[Stored dataset entries]
********
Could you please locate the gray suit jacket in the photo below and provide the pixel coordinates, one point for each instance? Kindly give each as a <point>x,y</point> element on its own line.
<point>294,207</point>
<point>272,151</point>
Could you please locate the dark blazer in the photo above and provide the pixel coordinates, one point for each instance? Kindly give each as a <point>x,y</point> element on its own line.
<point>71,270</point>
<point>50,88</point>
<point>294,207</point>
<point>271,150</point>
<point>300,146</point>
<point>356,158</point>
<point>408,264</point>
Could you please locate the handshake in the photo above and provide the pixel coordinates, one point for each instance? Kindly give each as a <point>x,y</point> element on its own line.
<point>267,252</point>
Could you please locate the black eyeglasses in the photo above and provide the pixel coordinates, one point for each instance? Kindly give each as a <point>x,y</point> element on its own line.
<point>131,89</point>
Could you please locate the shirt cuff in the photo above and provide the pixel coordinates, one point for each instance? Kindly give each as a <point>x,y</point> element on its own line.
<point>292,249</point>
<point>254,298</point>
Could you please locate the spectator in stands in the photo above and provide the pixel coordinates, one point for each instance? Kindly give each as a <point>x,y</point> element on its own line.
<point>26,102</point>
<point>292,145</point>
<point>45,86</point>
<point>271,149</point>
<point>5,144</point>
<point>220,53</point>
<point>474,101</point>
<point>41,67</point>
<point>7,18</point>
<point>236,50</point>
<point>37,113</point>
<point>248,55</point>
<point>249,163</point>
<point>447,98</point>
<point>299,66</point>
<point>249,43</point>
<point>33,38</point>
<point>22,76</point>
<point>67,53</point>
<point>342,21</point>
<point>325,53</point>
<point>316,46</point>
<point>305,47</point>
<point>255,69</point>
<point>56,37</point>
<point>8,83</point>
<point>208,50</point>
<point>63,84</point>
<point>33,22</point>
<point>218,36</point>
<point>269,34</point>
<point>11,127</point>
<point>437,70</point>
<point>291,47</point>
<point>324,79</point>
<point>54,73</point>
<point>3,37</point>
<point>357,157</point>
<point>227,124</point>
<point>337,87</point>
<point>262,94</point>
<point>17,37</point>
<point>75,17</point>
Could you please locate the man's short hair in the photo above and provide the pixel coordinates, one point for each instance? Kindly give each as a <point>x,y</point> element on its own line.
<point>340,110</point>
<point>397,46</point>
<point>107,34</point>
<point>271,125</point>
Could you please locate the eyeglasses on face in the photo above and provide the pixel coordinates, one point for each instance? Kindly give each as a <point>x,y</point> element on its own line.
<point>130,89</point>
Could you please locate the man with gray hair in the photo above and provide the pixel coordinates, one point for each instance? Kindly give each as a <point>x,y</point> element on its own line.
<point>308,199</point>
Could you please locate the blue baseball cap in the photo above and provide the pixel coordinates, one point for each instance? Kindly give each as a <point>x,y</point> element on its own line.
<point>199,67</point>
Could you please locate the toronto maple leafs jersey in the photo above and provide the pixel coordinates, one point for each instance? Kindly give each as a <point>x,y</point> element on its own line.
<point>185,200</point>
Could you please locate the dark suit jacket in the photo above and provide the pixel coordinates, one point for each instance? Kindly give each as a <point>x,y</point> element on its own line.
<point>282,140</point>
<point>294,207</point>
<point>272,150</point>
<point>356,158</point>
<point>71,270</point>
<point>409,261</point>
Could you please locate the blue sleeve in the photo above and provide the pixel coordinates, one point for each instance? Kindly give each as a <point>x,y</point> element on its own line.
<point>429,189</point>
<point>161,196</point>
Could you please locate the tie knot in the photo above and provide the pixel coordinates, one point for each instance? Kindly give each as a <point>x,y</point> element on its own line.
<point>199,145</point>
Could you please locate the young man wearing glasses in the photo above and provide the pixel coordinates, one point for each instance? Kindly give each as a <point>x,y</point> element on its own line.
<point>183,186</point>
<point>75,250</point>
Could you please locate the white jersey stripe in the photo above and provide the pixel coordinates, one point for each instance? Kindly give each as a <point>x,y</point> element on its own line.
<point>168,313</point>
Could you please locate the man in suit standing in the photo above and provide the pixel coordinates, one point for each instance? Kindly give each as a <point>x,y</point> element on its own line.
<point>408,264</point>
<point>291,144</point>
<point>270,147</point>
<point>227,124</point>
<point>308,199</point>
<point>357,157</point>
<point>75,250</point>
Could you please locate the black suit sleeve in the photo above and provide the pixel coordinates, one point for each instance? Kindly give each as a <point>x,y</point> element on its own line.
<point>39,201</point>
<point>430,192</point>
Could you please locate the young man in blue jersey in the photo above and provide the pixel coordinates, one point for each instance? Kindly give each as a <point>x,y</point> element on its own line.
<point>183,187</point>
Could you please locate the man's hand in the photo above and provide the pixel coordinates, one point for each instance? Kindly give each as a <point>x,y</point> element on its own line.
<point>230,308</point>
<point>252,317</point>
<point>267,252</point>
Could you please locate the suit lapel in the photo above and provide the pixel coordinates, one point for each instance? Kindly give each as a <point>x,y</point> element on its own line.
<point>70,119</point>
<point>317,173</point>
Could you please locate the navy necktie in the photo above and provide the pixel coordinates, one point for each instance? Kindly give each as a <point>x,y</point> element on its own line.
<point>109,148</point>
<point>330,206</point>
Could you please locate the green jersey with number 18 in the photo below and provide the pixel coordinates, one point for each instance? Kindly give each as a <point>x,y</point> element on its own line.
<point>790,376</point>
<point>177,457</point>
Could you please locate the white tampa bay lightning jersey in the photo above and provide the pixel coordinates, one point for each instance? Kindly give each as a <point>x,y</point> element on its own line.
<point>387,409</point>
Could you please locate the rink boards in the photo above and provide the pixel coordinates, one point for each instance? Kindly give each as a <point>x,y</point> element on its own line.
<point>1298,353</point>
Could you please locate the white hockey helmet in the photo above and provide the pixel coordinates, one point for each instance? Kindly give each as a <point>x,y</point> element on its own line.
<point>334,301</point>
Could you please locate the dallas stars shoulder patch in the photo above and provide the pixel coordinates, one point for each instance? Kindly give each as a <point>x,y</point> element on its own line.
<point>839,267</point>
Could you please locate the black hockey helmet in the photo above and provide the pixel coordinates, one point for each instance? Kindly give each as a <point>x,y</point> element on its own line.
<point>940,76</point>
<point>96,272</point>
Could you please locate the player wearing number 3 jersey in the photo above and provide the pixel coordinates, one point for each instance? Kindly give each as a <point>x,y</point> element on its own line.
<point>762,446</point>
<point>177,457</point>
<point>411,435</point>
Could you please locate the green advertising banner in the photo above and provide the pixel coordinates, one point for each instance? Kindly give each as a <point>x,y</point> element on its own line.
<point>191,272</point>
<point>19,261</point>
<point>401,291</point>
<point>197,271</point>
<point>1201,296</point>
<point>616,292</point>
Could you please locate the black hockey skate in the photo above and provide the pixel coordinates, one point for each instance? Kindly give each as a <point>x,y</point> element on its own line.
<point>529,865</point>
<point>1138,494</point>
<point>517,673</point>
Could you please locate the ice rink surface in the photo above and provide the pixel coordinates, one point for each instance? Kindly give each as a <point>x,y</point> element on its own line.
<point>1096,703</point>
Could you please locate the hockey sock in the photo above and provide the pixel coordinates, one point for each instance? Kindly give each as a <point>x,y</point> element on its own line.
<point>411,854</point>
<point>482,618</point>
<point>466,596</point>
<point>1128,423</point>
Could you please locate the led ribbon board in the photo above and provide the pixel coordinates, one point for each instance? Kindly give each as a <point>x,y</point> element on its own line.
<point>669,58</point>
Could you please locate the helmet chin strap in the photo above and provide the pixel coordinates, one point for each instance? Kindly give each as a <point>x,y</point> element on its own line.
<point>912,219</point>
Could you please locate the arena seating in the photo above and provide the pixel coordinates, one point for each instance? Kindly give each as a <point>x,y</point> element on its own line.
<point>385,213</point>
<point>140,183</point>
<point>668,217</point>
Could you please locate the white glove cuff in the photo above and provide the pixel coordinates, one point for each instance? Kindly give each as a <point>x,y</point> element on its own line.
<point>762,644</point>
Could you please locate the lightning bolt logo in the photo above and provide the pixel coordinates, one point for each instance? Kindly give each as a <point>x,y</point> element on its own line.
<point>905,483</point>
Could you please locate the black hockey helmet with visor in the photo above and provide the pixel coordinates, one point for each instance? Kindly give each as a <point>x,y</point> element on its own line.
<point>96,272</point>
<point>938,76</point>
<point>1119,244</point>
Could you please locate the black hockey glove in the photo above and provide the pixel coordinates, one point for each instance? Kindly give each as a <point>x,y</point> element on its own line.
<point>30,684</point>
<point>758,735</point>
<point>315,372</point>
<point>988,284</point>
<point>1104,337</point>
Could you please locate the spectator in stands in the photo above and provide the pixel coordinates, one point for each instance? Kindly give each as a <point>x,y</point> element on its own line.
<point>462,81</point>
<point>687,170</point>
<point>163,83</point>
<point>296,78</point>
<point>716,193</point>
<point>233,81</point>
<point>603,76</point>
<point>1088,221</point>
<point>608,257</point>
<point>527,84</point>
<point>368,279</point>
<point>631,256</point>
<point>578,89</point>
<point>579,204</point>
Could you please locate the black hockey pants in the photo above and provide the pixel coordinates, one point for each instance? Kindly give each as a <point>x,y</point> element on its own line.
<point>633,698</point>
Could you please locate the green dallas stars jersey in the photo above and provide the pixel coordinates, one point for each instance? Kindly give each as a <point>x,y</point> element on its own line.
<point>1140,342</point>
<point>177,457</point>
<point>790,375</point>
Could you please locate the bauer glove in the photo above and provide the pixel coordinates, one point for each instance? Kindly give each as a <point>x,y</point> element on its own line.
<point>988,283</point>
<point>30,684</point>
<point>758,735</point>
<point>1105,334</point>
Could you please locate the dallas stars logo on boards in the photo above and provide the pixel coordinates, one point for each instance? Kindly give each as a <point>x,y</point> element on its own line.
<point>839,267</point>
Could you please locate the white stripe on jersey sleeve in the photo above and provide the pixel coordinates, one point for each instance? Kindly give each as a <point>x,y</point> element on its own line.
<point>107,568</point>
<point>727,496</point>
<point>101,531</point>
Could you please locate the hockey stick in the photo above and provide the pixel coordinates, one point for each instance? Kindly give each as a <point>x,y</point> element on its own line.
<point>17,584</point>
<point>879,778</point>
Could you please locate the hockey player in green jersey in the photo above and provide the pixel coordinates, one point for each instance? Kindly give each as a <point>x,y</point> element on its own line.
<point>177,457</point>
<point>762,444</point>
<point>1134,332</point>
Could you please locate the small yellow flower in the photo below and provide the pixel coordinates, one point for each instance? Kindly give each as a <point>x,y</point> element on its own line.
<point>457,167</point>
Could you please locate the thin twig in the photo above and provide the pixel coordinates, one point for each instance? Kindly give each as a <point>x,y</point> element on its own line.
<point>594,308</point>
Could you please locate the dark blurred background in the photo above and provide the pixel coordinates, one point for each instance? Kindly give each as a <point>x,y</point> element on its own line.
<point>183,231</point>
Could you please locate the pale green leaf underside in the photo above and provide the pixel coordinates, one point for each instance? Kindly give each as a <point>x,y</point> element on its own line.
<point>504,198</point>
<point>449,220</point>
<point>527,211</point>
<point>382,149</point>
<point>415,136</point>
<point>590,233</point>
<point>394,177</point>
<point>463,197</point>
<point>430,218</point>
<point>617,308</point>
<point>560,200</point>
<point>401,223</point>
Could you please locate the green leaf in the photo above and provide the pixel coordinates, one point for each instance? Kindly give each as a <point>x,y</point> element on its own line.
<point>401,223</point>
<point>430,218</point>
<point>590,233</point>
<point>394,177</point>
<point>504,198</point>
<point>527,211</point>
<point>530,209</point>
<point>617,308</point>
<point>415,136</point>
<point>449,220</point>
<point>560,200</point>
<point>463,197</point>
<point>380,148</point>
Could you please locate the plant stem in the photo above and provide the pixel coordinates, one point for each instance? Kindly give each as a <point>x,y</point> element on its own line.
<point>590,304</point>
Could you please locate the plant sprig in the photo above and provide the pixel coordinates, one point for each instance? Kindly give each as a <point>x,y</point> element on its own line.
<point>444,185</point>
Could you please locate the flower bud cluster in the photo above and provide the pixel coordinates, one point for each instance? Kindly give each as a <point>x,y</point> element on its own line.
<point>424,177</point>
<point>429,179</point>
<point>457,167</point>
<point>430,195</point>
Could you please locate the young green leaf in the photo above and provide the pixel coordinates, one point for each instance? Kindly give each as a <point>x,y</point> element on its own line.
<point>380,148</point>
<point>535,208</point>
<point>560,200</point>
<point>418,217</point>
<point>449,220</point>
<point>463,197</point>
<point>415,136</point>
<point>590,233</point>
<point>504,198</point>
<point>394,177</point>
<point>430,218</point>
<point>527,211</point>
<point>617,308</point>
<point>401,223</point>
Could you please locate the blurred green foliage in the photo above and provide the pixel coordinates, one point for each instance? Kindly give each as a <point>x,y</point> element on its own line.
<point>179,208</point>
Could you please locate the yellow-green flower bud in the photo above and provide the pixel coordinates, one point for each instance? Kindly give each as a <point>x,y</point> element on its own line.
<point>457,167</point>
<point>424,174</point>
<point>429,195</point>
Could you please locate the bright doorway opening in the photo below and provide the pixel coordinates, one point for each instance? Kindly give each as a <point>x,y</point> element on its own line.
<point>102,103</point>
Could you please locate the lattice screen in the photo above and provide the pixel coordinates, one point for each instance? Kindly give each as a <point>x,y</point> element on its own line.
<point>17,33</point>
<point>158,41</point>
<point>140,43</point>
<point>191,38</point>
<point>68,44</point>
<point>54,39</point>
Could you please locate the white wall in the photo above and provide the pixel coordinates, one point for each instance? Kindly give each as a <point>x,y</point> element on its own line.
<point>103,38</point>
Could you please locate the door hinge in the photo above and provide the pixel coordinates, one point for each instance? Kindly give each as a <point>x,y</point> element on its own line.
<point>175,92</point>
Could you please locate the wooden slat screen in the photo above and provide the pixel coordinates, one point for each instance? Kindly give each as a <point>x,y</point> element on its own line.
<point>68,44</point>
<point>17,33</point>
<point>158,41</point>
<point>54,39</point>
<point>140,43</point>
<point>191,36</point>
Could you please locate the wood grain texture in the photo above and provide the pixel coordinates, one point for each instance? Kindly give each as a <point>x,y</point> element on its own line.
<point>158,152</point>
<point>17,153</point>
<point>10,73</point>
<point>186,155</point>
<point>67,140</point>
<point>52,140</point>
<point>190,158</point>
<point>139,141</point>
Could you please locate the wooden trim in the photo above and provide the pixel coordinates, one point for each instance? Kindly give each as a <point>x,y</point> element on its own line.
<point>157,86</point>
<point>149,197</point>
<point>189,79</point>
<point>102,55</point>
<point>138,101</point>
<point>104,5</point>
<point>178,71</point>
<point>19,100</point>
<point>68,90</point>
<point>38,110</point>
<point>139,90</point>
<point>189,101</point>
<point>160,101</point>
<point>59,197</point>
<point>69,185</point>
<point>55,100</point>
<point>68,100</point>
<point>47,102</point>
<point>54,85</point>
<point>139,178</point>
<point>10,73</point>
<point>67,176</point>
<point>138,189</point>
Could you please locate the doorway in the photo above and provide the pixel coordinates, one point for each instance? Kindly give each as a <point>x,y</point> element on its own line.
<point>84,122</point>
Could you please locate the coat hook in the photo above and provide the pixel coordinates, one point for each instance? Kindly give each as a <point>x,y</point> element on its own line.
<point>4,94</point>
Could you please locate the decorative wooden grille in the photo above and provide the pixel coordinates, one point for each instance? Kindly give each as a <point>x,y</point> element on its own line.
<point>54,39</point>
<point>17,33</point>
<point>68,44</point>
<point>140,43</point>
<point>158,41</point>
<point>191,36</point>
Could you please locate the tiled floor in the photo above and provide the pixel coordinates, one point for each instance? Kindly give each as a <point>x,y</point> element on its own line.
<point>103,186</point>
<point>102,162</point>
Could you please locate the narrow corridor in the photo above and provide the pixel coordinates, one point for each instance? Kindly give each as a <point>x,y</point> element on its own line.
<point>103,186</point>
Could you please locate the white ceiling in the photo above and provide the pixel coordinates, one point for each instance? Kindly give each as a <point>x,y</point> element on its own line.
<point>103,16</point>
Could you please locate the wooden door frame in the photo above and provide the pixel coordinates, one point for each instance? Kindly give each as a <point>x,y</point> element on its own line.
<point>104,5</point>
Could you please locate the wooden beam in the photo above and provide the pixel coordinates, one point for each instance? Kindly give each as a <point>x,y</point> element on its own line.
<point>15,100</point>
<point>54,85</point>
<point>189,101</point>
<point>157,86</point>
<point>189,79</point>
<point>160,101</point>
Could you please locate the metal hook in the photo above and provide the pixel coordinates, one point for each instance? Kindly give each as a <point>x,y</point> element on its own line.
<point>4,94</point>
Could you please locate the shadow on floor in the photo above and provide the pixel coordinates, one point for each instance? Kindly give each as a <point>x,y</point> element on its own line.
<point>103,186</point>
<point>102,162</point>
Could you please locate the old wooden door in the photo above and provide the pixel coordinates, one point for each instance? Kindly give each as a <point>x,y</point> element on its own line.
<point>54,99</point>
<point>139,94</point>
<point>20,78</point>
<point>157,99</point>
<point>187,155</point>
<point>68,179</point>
********
▸ REQUIRED WORK: Above, find the line with "Could you please locate the plant sprig" and copy it along with every line after it through the line with "<point>444,185</point>", keeping each one unchanged.

▸ SOLUTION TO THE PROBLEM:
Could you please locate the plant sprig in the photo above and provide the pixel coordinates, one point for each instance? Kindly give each as a <point>x,y</point> element on its own line.
<point>444,185</point>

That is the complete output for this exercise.